Object point labels:
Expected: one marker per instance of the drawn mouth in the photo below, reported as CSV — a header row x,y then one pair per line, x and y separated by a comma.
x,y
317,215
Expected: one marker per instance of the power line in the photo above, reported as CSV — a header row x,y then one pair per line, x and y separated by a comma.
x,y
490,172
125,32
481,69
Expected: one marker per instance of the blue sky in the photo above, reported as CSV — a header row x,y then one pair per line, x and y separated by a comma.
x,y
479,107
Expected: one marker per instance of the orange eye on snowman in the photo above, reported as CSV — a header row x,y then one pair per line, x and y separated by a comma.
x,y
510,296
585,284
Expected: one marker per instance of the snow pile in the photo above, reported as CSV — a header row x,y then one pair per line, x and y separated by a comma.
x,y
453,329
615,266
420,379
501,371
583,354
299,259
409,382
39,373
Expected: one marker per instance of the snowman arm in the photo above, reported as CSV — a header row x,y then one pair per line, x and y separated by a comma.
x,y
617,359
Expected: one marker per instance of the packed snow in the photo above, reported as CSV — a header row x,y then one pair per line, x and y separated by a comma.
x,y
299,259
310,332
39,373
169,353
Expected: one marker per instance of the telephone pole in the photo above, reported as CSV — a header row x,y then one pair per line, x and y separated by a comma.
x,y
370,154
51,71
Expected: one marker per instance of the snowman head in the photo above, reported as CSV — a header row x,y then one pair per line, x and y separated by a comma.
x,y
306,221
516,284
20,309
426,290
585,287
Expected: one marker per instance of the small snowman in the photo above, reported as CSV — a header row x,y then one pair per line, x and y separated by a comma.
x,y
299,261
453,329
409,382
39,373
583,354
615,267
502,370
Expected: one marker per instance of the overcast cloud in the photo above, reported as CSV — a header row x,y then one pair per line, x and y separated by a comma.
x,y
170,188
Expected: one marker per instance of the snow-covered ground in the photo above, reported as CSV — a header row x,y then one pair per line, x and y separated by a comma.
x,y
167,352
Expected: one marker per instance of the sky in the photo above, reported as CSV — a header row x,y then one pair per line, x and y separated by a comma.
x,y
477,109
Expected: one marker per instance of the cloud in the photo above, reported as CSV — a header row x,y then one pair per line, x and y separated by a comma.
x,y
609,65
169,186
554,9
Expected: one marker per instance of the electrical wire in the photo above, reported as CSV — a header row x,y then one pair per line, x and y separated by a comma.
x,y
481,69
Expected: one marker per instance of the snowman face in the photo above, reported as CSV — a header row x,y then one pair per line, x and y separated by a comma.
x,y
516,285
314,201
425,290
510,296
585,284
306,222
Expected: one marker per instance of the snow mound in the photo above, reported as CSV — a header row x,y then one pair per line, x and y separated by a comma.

◆ Problem to solve
Copy every line verbatim.

◆ Worked answer
Expected: one marker per instance of the drawn mouth in the photo below, reported as CSV — a header row x,y then one pair per line, x and y separated by a comma.
x,y
317,215
Expected: one marker per instance of the power line in the photo above, reported as CSV — a header row x,y then one pair per line, x and y separated by a comma.
x,y
490,172
125,32
481,69
Expected: one marker per instance of the blue sky in the photo above, reported as CSV — a header row x,y then one pair per line, x and y separated by a comma.
x,y
479,107
Expected: one marker per instance of the orange eye on snowman in the photo above, reported as CSV — a header row x,y then one pair per line, x and y separated by a comma.
x,y
510,296
585,284
Expected: one marker per instance of the snow pile in the photo above, reported as CSV — a header row x,y then one pair per line, x and y separated by a comma.
x,y
453,329
615,266
420,379
501,371
583,354
299,259
409,382
39,373
Expected: one marker per instance of the snowman arm in the photo above, reported as CSV — a header row x,y then one pair per line, x and y separated by a comma.
x,y
617,359
Expected: one marker per instance of the packed snow in the photo above, reported as CSV — a header row x,y then one pair per line, x and y separated by a comma.
x,y
299,259
310,332
39,373
169,353
Expected: one marker per instance of the telephone pole in the photo above, reported as CSV — a header row x,y then one pair per line, x and y separated by a comma.
x,y
370,154
51,71
Expected: one marker per instance of the snowman head in the photo above, reported as CSV — a header row x,y then one pair per line, x and y separated by a comma.
x,y
306,221
516,284
20,309
426,290
585,287
Expected: one marker per instance of the small snowman in the photo above, reported as CSV — a header row x,y then one pair per line, x and y separated by a comma.
x,y
299,261
453,329
409,382
39,373
583,354
615,267
502,370
Expected: one marker per instance of the overcast cloud in the photo above, reported as CSV — a header row x,y then one pair per line, x and y separated by a comma.
x,y
170,188
Expected: one marker per instance of the snow-covered ground in the photo above, reported as CSV — a header row x,y then one pair per line, x and y separated by a comma.
x,y
167,352
Expected: one marker per instance of the sky in the photo above, reported as CSV — a header row x,y then one pair per line, x and y separated by a comma.
x,y
477,109
Expected: one marker per instance of the cloud in the photo above, reported as CSV — a header row x,y then one pair per line, x and y separated by a comma.
x,y
609,65
169,186
554,9
Expected: one marker per instance of the electrical wire in the photo above, reported as CSV — a header row x,y then one pair per line, x and y separated by a comma.
x,y
481,69
Expected: one marker per instance of the snowman face in the photo above, reported as CSV — a header row x,y then one pair per line, x and y separated by a comma.
x,y
516,285
314,201
425,290
510,296
585,284
306,222
Expected: one marker per instance of the snow mound in the photo above, reported as CSV — a header row x,y then one pair per line, x and y separated by a comma.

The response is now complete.